:: GOAL ::
Reproduce every line of the listing below, requests included, and shift each coordinate in the mask outlines by -113. Omit the pictures from your reply.

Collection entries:

"""

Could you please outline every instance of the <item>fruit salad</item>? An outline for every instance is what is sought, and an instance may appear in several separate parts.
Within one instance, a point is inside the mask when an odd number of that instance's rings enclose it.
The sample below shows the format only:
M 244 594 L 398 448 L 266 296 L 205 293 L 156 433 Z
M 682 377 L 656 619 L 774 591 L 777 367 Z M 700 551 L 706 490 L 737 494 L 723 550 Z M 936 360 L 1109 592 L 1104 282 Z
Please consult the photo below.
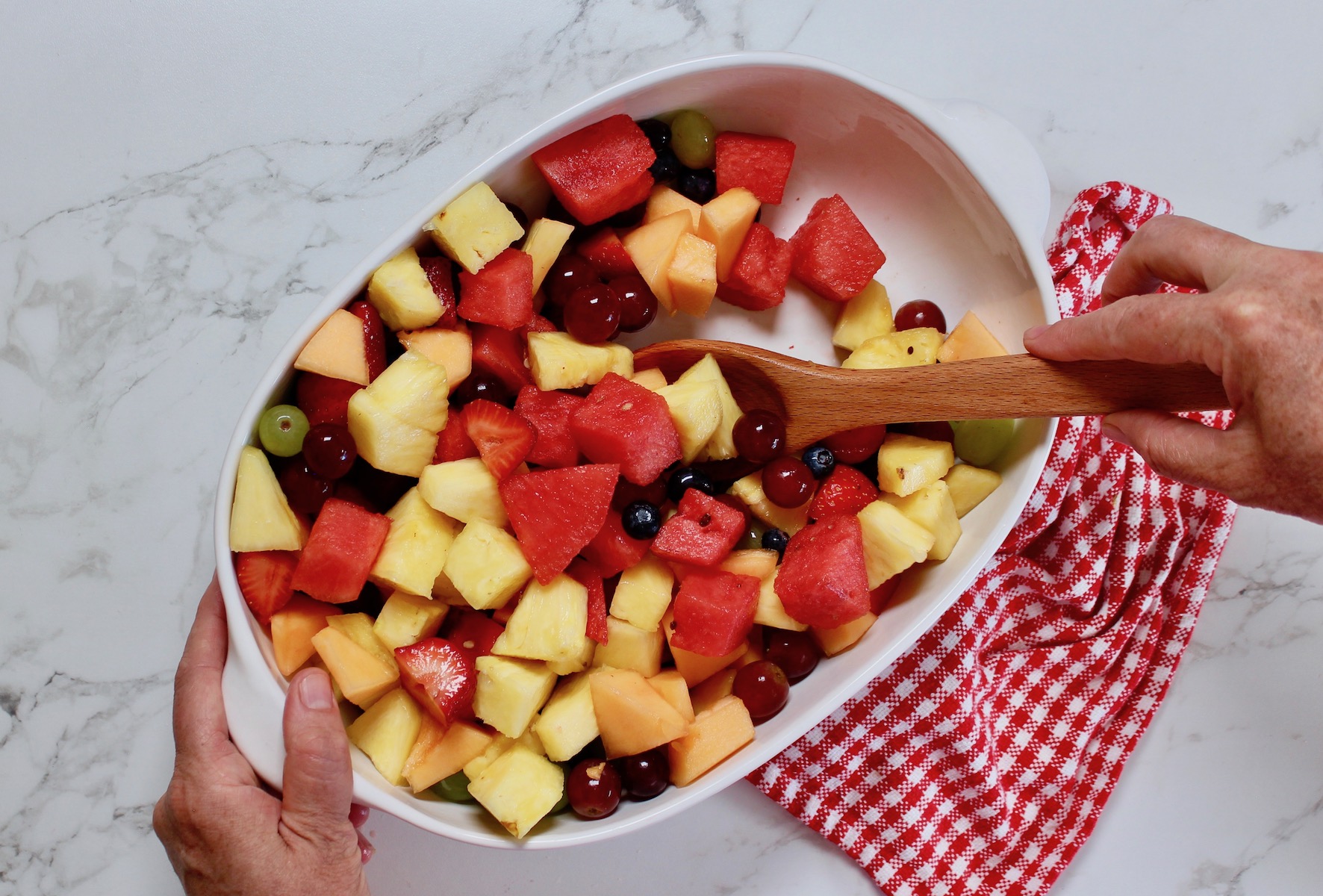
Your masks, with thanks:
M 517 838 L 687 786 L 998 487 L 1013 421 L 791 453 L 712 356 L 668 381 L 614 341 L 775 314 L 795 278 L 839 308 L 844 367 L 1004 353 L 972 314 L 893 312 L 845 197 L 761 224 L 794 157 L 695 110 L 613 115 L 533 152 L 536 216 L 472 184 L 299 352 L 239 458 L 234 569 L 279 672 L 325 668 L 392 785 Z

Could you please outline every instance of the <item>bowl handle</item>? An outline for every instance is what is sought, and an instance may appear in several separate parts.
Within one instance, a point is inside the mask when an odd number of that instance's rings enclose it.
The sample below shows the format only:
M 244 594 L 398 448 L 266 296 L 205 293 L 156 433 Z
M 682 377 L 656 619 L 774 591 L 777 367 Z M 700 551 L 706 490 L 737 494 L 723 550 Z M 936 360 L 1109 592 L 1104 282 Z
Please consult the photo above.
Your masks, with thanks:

"""

:: RESULT ::
Could you please outline every instance of the <item>fruit salad</item>? An outline for every instance is what is sought, and an instance may appear in several separate parts.
Within one instance, a point is inside the mask when an odd number of that instance's rings enclose it.
The sample below shows the format only:
M 244 594 L 398 448 L 266 296 L 205 293 L 156 433 Z
M 682 377 L 656 619 L 774 591 L 777 367 Z M 700 551 L 706 490 L 737 494 L 723 550 Z M 936 360 L 1109 592 L 1104 282 Z
Please consult the photo below.
Your masks, with thanks:
M 404 725 L 574 673 L 885 374 L 900 308 L 678 340 L 599 243 L 555 268 L 501 228 L 662 201 L 682 165 L 726 195 L 731 254 L 891 240 L 859 201 L 780 199 L 732 84 L 648 111 L 681 44 L 582 -3 L 500 2 L 420 39 L 423 103 L 359 71 L 186 239 L 126 345 L 121 456 L 166 559 L 212 555 L 279 672 Z

Could you please outline every instance of the <item>bowl handle</item>? An outline for every instance is what is sought, and an instance may appear in several separate parts.
Within one instance, a point is inside the mask when an odd number of that instance's rings enclose it.
The sample below shows the format only:
M 244 594 L 398 448 L 266 296 L 205 293 L 156 433 Z
M 682 377 L 656 619 L 774 591 L 777 367 Z M 700 551 L 706 490 L 737 494 L 723 550 Z M 936 360 L 1109 592 L 1104 282 Z
Please consult the photo above.
Your masks, with thanks:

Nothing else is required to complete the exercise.